Texte du document:
>>>

Un seuil qualitatif semble franchi depuis quelques semaines dans la surenchère de la stigmatisation et de la persécution : de plus en plus ouvertement, l’État français et nombre de grand médias cultivent la haine, la violence, l’humiliation à l’encontre des musulmans et des musulmanes. Une guerre est déclarée, s’inquiète Ndella Paye dans les lignes qui suivent. À celles et ceux qui estiment que la peur, la colère, la rage sont mauvaises conseillères, nous répondons que certaines peurs, certaines colères, certaines rages sont fondées en raison, et que c’est alors le calme, l’apathie, l’indifférence qui sont déraisonnables.

Je suis une mère noire musulmane de trois filles, que j’ai élevées dans la pratique des préceptes islamiques : l’amour de leur prochain, le souci de justice, mais à qui j’ai également ouvert les yeux sur la société raciste, négrophobe, islamophobe, en plus d’être sexiste, dans laquelle elles vivent. Elles y ont été confrontées très tôt.

<<<

Consignes:
(a) Recopiez le texte sur l'islamophobie de « Un seuil qualitatif » à « qui sont déraisonnables. », en substituant « rancœur » à « haine ».
(b) Reprenez le texte sur l'islamophobie là où il s'arrête et écrivez-en la suite.

Entrées de la liste:
>>>

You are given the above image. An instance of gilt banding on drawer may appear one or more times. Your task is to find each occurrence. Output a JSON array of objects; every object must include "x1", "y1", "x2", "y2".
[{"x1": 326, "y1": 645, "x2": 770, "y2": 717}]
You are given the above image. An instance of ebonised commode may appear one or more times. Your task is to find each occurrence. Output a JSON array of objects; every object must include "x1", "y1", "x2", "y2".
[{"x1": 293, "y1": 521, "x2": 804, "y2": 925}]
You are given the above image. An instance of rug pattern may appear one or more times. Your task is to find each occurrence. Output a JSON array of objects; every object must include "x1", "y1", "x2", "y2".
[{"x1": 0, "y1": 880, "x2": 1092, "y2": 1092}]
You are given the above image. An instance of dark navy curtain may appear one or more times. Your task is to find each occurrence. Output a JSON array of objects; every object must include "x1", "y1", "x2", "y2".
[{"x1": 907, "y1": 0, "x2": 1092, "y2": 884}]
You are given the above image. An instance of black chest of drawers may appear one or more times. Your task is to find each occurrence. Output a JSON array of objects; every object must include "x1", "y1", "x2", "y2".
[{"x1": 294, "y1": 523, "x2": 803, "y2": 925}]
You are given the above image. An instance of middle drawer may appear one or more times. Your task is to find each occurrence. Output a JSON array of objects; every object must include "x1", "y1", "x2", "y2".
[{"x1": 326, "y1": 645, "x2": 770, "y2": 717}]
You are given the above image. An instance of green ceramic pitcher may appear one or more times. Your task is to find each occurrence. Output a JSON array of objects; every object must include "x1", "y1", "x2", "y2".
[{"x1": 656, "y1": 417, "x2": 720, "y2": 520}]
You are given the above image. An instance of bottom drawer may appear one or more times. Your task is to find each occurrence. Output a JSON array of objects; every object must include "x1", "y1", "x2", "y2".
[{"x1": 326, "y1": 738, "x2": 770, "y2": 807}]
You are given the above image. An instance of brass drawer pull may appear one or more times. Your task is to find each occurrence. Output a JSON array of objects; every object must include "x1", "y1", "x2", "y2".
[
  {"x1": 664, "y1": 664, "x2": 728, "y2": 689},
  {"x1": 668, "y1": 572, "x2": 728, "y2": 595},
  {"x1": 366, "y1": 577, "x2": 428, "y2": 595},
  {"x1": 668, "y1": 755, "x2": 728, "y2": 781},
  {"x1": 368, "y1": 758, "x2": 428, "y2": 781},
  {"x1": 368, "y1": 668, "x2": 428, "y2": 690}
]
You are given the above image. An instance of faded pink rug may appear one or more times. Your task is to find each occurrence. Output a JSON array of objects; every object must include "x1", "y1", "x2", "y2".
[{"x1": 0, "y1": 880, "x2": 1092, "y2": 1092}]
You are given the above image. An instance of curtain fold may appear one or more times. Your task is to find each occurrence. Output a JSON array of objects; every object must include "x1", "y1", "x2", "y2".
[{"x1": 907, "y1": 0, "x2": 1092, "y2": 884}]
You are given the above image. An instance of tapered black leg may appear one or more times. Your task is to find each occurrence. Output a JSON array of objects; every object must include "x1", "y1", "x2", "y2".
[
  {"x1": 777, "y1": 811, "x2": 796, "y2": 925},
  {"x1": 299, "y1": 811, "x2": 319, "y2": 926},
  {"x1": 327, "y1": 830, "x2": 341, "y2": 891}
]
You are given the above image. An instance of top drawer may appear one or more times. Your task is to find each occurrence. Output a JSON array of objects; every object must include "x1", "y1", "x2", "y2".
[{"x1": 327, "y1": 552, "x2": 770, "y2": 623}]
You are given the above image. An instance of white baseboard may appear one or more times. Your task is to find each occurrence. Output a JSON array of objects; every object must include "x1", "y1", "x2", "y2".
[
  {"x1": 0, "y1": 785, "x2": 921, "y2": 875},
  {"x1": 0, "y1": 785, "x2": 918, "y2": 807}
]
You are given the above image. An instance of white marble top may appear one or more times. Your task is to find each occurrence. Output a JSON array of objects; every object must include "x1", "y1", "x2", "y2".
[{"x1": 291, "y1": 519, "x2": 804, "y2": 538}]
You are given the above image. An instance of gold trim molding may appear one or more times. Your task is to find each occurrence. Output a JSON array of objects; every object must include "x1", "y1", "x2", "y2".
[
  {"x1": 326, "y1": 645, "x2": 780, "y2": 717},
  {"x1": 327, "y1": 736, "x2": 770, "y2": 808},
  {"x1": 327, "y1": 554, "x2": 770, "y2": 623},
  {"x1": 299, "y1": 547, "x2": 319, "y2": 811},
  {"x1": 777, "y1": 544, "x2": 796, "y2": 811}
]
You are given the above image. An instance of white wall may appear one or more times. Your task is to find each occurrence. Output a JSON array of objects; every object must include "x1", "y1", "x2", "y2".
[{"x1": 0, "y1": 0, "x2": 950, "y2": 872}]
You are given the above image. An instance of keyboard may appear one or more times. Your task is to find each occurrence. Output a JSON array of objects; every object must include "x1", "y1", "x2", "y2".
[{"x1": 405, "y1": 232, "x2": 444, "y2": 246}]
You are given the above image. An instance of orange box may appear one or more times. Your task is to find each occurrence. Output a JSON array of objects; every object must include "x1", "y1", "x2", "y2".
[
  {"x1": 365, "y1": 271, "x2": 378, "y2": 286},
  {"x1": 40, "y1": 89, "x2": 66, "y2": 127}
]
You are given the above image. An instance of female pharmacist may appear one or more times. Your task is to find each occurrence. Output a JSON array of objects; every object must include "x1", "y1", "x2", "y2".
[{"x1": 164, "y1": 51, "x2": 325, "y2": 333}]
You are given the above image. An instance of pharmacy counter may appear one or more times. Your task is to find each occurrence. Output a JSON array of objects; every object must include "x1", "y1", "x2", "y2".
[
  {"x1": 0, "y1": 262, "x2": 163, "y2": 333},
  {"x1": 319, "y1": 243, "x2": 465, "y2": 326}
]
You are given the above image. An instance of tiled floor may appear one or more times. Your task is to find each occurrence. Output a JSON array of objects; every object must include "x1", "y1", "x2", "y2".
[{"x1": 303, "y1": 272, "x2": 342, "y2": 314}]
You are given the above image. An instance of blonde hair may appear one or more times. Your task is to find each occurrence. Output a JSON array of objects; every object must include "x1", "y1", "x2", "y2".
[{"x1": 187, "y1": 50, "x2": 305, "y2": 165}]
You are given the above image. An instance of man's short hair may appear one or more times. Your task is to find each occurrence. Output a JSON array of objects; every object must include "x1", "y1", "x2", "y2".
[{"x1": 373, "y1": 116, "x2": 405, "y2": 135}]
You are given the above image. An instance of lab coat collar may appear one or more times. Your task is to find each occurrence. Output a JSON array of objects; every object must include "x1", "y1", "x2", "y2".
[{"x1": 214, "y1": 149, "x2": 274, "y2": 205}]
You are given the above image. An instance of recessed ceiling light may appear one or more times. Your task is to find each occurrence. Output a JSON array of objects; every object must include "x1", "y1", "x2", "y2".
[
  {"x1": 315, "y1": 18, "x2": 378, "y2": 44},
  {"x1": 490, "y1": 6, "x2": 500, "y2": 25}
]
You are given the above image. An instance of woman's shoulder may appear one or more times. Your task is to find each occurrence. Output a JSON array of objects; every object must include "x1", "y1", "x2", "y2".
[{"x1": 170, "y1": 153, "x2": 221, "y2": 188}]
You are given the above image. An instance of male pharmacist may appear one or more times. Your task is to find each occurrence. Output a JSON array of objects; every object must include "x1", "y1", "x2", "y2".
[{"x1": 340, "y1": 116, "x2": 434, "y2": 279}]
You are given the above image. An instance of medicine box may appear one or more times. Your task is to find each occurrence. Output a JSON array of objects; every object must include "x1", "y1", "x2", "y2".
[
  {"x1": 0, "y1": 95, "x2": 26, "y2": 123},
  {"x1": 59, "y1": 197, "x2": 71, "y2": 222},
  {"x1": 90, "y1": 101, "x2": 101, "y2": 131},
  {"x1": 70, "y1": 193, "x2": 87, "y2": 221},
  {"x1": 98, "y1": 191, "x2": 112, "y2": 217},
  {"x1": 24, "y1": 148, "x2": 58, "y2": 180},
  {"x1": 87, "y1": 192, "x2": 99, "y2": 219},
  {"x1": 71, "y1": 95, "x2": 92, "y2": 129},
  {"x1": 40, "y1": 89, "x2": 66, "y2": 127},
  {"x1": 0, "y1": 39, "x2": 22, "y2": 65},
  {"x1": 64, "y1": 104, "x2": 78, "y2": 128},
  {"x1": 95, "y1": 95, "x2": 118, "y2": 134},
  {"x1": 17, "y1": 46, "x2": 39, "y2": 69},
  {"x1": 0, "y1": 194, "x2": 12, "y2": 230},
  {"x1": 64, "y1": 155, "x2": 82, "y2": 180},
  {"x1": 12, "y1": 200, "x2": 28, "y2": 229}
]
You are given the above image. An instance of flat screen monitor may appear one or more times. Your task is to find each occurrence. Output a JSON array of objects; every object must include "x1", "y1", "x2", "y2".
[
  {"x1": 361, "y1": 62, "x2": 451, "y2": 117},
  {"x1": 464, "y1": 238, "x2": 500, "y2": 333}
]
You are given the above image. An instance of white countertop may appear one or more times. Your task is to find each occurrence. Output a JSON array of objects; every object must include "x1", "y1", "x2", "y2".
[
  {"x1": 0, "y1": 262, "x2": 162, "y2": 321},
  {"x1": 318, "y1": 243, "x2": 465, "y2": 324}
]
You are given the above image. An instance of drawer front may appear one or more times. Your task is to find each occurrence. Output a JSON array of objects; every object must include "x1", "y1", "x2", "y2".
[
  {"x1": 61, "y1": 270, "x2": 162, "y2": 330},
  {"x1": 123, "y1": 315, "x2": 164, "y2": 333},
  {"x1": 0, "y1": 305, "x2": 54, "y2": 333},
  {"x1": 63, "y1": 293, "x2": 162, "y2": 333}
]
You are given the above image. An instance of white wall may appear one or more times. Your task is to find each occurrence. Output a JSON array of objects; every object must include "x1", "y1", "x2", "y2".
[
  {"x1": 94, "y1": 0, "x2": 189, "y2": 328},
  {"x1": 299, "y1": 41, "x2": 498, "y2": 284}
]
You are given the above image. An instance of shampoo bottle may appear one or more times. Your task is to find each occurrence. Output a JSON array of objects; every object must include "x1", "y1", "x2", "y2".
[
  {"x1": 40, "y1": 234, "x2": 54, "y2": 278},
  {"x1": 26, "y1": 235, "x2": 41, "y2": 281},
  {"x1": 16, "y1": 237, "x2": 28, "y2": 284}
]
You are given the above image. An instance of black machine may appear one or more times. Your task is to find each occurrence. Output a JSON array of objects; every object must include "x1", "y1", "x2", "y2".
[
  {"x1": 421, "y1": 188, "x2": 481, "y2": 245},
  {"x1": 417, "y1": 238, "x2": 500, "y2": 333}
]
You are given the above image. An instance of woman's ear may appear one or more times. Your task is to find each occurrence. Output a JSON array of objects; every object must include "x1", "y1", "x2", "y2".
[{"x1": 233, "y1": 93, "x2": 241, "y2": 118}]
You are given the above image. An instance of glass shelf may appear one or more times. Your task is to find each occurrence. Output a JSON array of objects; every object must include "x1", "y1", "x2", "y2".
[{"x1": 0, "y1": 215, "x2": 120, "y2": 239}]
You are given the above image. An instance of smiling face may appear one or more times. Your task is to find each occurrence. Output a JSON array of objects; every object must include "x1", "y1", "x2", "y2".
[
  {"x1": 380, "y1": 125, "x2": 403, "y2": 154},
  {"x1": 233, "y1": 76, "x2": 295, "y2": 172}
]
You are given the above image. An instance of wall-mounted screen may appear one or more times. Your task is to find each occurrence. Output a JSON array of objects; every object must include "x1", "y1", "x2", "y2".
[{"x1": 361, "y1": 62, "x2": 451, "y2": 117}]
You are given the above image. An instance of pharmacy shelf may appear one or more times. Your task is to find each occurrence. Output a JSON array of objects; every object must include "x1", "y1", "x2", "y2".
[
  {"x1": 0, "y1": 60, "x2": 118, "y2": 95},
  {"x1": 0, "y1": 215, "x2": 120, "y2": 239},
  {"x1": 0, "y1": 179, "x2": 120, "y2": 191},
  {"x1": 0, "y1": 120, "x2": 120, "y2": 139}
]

<<<

Réponses attendues:
(a)
Un seuil qualitatif semble franchi depuis quelques semaines dans la surenchère de la stigmatisation et de la persécution : de plus en plus ouvertement, l’État français et nombre de grand médias cultivent la rancœur, la violence, l’humiliation à l’encontre des musulmans et des musulmanes. Une guerre est déclarée, s’inquiète Ndella Paye dans les lignes qui suivent. À celles et ceux qui estiment que la peur, la colère, la rage sont mauvaises conseillères, nous répondons que certaines peurs, certaines colères, certaines rages sont fondées en raison, et que c’est alors le calme, l’apathie, l’indifférence qui sont déraisonnables.

(b)
J’ai vu l’image terrifiante de ce garçon en larmes parce que sa mère venait de se faire violemment humilier dans une institution de la République, par un élu de cette République. Tout cela parce qu’elle portait un foulard. Cette mère musulmane accompagnait une sortie scolaire. Notez au passage que cette sortie n’aurait sans doute pas pu avoir lieu sans l’accompagnement de cette mère portant le foulard. Une mère qui ne fait finalement que remplir son rôle de parent en s’intéressant à la scolarité de ses enfants et en permettant son bon déroulement. La sortie ce jour-là se donnait comme objectif d’initier des enfants de CM2 aux institutions républicaines. « À la découverte de ma République », s’intitulait le projet éducatif : eh bien, le garçon et ses camarades ont pu voir ce qu’était leur République ! Une institution humiliante et violente envers sa mère, sous ses yeux et ceux de ses camarades, une institution islamophobe qui l’a poussé à se réfugier en pleurs dans les bras de sa mère. La question qu’il faut se poser dès lors est la suivante : quels enfants sommes-nous entrain faire grandir ? Quels messages cette institution a-t-elle envoyés à ce garçon d’une dizaine d’années ? Et à tout.e.s les élèves présent.e.s ce jour-là ? Cette violence laissera indéniablement des traces indélébiles, dont Dieu seul sait quelles seront les conséquences plus tard.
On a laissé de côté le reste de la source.